_What the task asks:_ Count the lines in the rows below that contain the string "microphone", and reply with the number alone.

_Data records:_
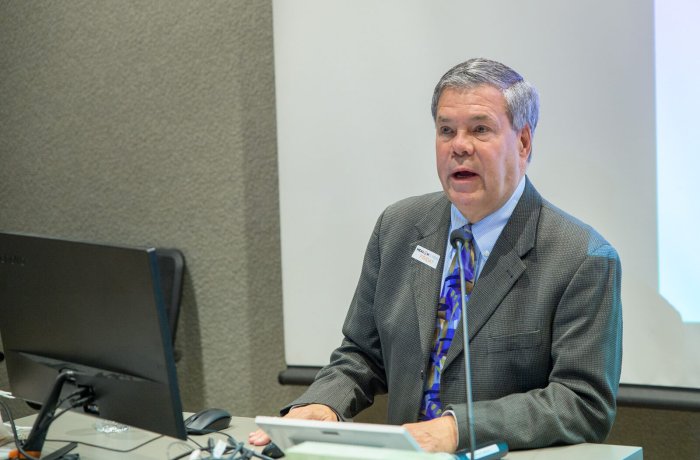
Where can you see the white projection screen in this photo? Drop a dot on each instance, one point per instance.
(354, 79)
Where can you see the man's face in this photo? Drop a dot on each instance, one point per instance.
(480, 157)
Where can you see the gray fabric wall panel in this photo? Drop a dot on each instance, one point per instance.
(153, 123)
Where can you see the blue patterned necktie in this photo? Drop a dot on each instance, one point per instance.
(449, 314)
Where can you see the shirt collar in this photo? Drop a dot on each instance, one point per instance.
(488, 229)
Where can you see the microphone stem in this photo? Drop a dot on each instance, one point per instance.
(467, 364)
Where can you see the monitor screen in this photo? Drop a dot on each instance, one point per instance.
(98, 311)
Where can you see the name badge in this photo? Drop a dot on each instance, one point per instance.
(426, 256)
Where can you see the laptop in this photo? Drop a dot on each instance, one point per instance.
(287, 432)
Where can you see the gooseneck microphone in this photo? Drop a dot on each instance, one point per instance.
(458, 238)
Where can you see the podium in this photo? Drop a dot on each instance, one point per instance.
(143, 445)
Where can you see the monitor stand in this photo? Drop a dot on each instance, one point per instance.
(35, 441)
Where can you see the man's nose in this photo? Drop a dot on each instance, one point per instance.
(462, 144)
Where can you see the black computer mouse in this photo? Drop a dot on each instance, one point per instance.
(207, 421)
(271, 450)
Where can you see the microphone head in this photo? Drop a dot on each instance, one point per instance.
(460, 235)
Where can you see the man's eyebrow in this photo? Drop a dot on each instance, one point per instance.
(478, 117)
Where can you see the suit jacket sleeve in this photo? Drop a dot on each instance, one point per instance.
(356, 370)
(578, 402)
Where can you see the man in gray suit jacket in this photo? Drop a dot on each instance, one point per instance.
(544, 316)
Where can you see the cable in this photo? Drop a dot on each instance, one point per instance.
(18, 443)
...
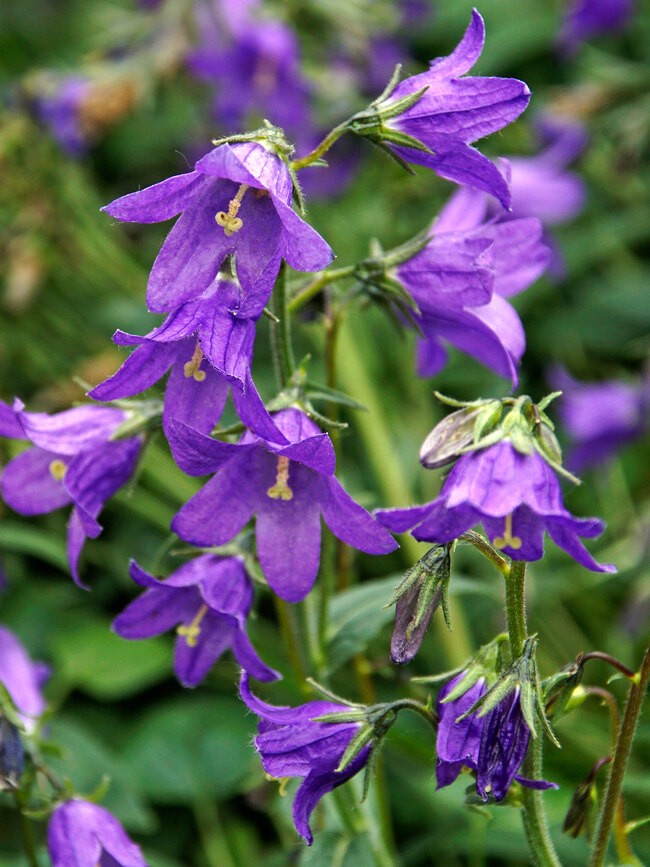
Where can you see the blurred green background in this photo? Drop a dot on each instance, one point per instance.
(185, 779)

_Exercise response:_ 3